=== Section Start ===
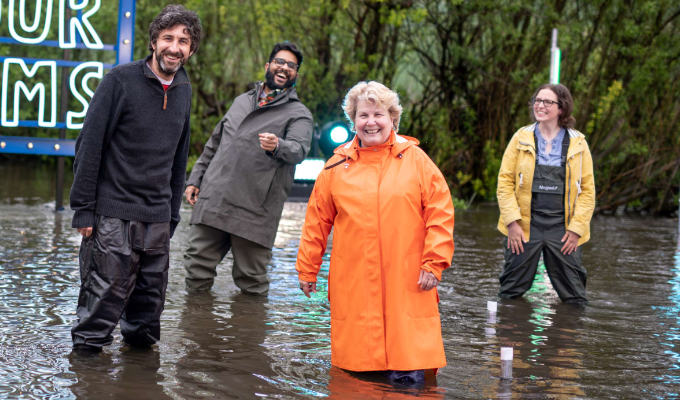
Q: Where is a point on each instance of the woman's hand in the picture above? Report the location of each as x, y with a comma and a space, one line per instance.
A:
191, 194
570, 240
427, 280
516, 238
307, 287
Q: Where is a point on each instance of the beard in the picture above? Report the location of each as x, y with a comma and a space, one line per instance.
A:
165, 68
271, 83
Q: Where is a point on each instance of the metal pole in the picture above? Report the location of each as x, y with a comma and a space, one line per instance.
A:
554, 60
63, 108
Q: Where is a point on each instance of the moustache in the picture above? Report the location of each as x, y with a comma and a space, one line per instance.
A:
171, 54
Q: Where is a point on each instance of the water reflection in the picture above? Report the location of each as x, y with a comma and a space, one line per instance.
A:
223, 345
223, 341
548, 352
108, 376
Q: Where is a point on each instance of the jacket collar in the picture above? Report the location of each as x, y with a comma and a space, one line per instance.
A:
397, 145
179, 78
576, 139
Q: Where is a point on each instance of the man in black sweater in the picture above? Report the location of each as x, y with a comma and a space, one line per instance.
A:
129, 174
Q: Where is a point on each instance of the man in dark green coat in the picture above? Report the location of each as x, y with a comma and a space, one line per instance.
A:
243, 177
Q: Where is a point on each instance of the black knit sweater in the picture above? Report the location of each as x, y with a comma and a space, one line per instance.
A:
132, 151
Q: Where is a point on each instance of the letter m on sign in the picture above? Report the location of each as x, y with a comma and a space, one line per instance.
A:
12, 98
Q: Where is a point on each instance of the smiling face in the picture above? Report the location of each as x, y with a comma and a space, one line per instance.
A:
543, 112
372, 123
281, 75
171, 50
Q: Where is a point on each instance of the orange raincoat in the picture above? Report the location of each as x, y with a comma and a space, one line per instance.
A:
392, 215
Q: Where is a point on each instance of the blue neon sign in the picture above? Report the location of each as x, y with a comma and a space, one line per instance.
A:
30, 82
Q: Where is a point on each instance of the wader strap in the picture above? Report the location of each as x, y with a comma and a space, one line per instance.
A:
565, 147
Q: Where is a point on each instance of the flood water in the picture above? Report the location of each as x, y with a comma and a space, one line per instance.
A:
624, 345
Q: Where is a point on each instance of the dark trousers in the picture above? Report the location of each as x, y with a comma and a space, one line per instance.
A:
124, 275
566, 272
208, 246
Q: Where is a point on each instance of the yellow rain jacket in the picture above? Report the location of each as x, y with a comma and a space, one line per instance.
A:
517, 173
392, 216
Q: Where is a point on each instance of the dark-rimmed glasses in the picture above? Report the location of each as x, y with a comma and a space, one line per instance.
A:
546, 103
281, 62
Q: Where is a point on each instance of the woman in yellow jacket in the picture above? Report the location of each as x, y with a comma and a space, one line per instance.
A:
392, 217
546, 196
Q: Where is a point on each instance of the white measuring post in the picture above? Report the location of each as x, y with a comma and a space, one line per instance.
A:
506, 362
491, 307
554, 60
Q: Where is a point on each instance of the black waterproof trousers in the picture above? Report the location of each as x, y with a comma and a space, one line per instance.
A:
566, 272
124, 275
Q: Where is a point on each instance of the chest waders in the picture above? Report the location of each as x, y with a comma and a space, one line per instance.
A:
567, 275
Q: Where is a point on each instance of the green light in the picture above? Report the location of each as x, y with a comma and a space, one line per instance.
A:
339, 134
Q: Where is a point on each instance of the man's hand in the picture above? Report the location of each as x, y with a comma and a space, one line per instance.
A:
307, 287
570, 240
191, 194
268, 141
516, 238
85, 232
427, 280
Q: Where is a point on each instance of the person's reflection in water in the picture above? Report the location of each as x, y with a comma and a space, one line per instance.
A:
224, 355
130, 373
370, 385
547, 352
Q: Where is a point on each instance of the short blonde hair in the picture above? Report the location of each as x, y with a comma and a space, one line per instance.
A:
376, 93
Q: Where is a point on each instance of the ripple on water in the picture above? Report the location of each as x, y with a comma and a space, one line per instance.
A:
222, 344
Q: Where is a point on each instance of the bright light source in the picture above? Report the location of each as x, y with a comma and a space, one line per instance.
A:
339, 134
309, 169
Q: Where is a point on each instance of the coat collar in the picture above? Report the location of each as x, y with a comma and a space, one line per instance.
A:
397, 145
577, 140
288, 94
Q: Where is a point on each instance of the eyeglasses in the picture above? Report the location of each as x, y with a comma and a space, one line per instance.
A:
546, 103
281, 62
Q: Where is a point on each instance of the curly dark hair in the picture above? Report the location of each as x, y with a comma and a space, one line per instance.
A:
564, 101
286, 46
175, 14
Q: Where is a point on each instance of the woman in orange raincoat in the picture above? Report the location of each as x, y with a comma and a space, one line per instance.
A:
392, 217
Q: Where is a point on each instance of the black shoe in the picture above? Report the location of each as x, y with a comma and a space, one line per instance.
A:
407, 378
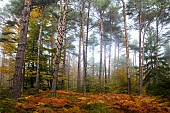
=== Section End ===
Would you write each entry out again exactly, omitting the images?

Q: Where is a point on each instance of the woman's hand in the picture above? Report the location of each as x, y with a comma and a space, one line per instance.
A:
191, 194
570, 240
427, 280
516, 238
307, 287
Q: Where is a point on each instance of the beard in the picture above? Report the location of each as x, y with a comma and a space, one line per instance.
A:
165, 68
271, 83
Q: Where is a point on each instance of the metal pole in the picture above? Report the location of each as x, y with a comma and a space, one line per instance.
A:
554, 60
63, 108
Q: Where is a point on each instance of the moustache in the picture above? Report the location of each as x, y with a comma and a space, one line per instance.
A:
171, 54
Q: Where is a point on each instance of the water reflection in the picture above? Report the location of each as x, y with a comma and a space, one line per instance.
A:
223, 345
223, 341
548, 352
108, 376
Q: Where is a point on each instance of the jacket collar in the picture above? Report the location of each as x, y with a comma and a space, one line per instance.
A:
397, 145
179, 78
576, 139
Q: Where is a point on each instance of the man in black sweater in the picture above? Report the location of each as x, y with a comma and a space, one line per instance.
A:
129, 174
Q: Where is a point on each instance of the man in dark green coat in the picture above? Report the location of each as x, y with a comma and a space, one line per instance.
A:
243, 177
Q: Where is a point on each instance of the black knit sweater in the picture above? Report the location of each as x, y with a comma and a space, one line per instance.
A:
132, 151
Q: Where is a point on each instance of the letter m on sign in the picture above? Report the location of each as x, y with a comma and a space, one line per instance.
A:
12, 98
Q: Where is a point on each instance of the smiling face in the picture above? Report the location of each as x, y with a comma and a space, one line per instance.
A:
543, 112
372, 123
281, 75
171, 50
Q: Where is a point on each instance of the orange raincoat in the picture above? Report the location of each as x, y with a comma and a space, one line per instance.
A:
392, 215
Q: Where is a point on each instance of the blue neon sign in the picture above? Report the location of each as x, y with a comma and a space, one line per instance.
A:
30, 82
Q: Where is a point on each instance of the wader strap in the picture above? Report the location of each as x, y with a comma and a space, one line per instance.
A:
565, 147
Q: Where is a point on each instance of the flood water in the picture above? Report the location of each as x, y with a comma and a space, one line per instance.
A:
624, 345
Q: Where is a point on each instance of the dark trousers in the picture above? Report the location of each as x, y with a comma and a space, one line per instance.
A:
124, 275
566, 272
208, 246
Q: Where is a point on each instance of the yellow rain jacket in the picture above? Report the location of each as x, y with a comma and a space, one line per instance.
A:
517, 173
392, 216
Q: Where is a point on each instance of the dark-rimmed glasses in the picture above? Report the location of each as x, y with a comma and a space, one line per instance.
A:
546, 103
281, 62
Q: Where is a point on each instance of the woman in yellow jacket in the picture above? Report the location of each as x, y with a comma and a space, one line per instance.
A:
392, 217
546, 196
Q: Where is a point on each instance of the white measuring post in the picture above? Report the location of each as x, y with a comma and a space, one line per instance.
A:
506, 362
491, 307
554, 60
Q: Where is a point on each instance of the black waterproof trousers in the picture above? Report the location of each as x, y with a comma and a space, one line per instance.
A:
566, 272
124, 275
Q: Where is a point on each instance of the chest waders in the picture above? Report the location of each as x, y with a comma and a space, one line per instance.
A:
567, 275
Q: Where is a point on each instance of the green light in the picture above? Report the location of each as x, y with a comma and a space, one line per instance.
A:
339, 134
Q: Where is a point on each instance of the man's hand in the picture above? Report the location of each as x, y with a comma and a space, one line per instance.
A:
307, 287
570, 240
191, 194
268, 141
516, 238
85, 232
427, 280
Q: Where is a point on each instance of the person's reflection in water in the picture above? Report the location of each as x, y with a comma and a space, one line per instance.
A:
224, 355
130, 373
370, 385
547, 352
Q: Where is a point on each instance of the short blonde hair in the picture above? Report the location of each as x, y with a comma and a space, one line per instance.
A:
376, 93
Q: Where is a point on each instance of the ripple on water in the picture above? Report the location of each as x, y with a comma and a space, one line per instance.
A:
222, 344
Q: Where is a point on each instance of the bright light source in the picture above? Report the location of each as x, y with a comma and a space, one line per instance.
A:
339, 134
309, 169
Q: Where is a point on each instance of the coat collar in the picture above? Report the location of each as x, y with a comma and a space, one line per instance.
A:
397, 145
577, 140
288, 94
Q: Where is a point on each instance of the eyeglasses in the picture above? Report the location of each as x, y with a comma and a space, one line per instance.
A:
546, 103
281, 62
Q: Where is a point on each instance of the curly dark hair in the picture above? Report the location of each as x, y with a comma and a space, one line per instance.
A:
564, 101
286, 46
175, 14
Q: Where is a point on each instance of the woman in orange raincoat in the picture above? Report the location of each as x, y with a comma and a space, one line per instance.
A:
392, 217
Q: Where is a point on each instance of the black shoe in the picture above? Report the location of each as x, y with a comma and a space, one line per instance.
A:
407, 378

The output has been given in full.